- TEXTE RETENU -
------

On attribue plusieurs miracles au pape Jean-Paul II de son vivant. Il y a un livre du vaticaniste Andrea Tornielli qui est consacré à ce sujet.
Permettez-moi de vous en raconter un.
Un riche juif américain apprend qu’il a un cancer et qu’il ne lui reste que très peu de temps à vivre. Il a deux rêves : aller à Rome rencontrer Jean-Paul II et aller à Jérusalem.
Il obtient grâce au secrétaire du pape, Mgr Dziwisz, de participer à la messe du pape, le matin à 6h. Notez que beaucoup de personnes ont pu être invitées à participer à cette messe, j’ai moi-même eu la grâce d’y participer un jour.
Notre riche juif américain se retrouve donc dans la chapelle privée du pape et la messe commence. À la communion, il ne sait pas bien comment faire et s’avance avec les autres. Il reçoit la communion des mains du pape, mais celui-ci a bien vu que cet homme ne sait rien de ce qu’il fait. À la fin de la messe, Jean-Paul II montre un certain agacement à Mgr Dziwisz. Il a l’impression d’avoir été piégé dans une situation inattendue.
Mais, miracle, notre juif américain est complètement guéri ! et il rentre aux USA en ayant salué le pape comme espéré !
Il y a beaucoup d’anecdotes très belles sur Jean-Paul II. Une, en particulier, m’ beaucoup touché.
Il s’agit d’un prêtre qui a quitté le sacerdoce et qui est devenu SDF dans les rues de Rome. La chose parvient aux oreilles de Jean-Paul II. Il charge Mgr Dziwisz de le retrouver et le faire venir dans ses appartements. On amène donc le SDF chez le pape qui le reçoit longuement en tête à tête. Finalement, le SDF ressort transfiguré. On lui demande : « Que s’est-il passé ? Que t’a dit le pape ? » Il répond : « Il m’a simplement demandé de se confesser… » Suite à cela, ce SDF a réintégré le sacerdoce dans une paroisse de Rome. Cette histoire très touchante montre le cœur sacerdotal et la miséricorde de Jean-Paul II.

------

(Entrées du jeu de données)
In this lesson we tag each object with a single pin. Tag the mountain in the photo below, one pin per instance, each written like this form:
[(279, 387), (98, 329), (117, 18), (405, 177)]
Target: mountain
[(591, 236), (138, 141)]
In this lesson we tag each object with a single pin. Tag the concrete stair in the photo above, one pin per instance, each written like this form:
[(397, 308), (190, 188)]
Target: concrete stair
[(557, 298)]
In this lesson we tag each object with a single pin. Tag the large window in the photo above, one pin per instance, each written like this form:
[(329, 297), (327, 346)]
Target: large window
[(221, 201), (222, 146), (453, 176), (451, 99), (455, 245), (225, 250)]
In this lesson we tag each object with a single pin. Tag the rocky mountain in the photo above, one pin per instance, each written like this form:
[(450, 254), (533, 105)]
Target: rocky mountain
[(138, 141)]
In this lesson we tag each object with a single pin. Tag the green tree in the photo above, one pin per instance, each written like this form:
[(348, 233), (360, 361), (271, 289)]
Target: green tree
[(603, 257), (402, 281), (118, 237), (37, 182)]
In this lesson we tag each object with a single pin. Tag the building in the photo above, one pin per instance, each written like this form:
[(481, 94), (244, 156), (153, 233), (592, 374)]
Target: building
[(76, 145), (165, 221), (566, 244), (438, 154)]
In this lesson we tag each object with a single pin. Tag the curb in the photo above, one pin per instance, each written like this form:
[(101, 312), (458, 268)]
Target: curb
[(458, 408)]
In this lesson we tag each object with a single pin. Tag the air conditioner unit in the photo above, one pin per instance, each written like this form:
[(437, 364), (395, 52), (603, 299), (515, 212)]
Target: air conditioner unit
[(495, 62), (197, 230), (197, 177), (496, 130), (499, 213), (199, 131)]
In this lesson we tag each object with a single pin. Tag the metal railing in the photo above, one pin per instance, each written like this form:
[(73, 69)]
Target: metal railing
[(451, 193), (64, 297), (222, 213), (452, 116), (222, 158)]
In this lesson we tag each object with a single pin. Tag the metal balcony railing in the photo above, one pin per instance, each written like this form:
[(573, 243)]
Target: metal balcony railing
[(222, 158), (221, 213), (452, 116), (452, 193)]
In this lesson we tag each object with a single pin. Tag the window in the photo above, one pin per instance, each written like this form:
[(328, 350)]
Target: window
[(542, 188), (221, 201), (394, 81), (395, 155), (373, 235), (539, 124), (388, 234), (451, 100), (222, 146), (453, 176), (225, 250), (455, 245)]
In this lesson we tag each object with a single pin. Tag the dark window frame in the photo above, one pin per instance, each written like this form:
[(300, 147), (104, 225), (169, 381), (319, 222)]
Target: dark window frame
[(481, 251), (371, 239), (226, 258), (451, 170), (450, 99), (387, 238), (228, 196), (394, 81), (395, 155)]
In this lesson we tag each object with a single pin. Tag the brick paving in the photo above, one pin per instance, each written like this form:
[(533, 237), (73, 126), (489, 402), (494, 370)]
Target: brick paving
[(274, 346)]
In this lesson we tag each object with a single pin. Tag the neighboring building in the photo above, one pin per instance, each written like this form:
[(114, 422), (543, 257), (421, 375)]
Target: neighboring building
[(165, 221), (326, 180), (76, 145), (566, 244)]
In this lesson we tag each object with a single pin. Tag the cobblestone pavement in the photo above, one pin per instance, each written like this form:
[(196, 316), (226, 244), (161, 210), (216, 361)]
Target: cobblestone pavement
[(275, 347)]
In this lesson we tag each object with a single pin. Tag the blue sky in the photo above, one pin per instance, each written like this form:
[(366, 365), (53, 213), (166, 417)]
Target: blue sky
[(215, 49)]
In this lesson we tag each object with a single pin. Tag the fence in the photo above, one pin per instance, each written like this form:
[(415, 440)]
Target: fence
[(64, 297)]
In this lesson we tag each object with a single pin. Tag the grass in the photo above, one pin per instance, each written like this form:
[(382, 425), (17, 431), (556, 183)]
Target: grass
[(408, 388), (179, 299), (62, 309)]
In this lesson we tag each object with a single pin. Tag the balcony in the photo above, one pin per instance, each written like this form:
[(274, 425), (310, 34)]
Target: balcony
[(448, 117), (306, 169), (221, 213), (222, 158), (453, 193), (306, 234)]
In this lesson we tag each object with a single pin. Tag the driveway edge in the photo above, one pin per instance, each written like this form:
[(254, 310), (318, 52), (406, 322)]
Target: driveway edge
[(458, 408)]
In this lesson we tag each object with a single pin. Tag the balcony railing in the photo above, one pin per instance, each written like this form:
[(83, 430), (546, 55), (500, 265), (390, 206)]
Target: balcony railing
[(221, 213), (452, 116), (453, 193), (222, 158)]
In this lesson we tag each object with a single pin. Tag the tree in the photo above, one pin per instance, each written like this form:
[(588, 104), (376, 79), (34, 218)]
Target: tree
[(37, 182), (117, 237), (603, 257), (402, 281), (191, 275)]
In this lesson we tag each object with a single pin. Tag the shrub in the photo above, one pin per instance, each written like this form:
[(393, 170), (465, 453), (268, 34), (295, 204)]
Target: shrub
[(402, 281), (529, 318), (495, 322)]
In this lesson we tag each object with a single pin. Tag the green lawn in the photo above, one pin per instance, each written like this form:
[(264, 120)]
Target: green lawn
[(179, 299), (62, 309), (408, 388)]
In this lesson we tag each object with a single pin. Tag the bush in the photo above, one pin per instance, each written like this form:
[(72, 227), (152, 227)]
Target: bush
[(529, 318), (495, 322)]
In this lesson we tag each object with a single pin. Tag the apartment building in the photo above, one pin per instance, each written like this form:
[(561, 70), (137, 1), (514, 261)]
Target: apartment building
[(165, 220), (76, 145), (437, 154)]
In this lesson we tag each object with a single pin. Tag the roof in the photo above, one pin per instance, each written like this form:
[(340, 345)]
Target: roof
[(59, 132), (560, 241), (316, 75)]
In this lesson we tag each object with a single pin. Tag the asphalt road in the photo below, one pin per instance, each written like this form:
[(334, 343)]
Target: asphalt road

------

Recopiez le texte sur Jean-Paul II en commençant à "Il obtient grâce" et en terminant à "m’ beaucoup touché.", et renommez "Mgr Dziwisz" en "Stanisław Dziwisz".

- RÉSULTAT OBTENU -
Il obtient grâce au secrétaire du pape, Stanisław Dziwisz, de participer à la messe du pape, le matin à 6h. Notez que beaucoup de personnes ont pu être invitées à participer à cette messe, j’ai moi-même eu la grâce d’y participer un jour.
Notre riche juif américain se retrouve donc dans la chapelle privée du pape et la messe commence. À la communion, il ne sait pas bien comment faire et s’avance avec les autres. Il reçoit la communion des mains du pape, mais celui-ci a bien vu que cet homme ne sait rien de ce qu’il fait. À la fin de la messe, Jean-Paul II montre un certain agacement à Stanisław Dziwisz. Il a l’impression d’avoir été piégé dans une situation inattendue.
Mais, miracle, notre juif américain est complètement guéri ! et il rentre aux USA en ayant salué le pape comme espéré !
Il y a beaucoup d’anecdotes très belles sur Jean-Paul II. Une, en particulier, m’ beaucoup touché.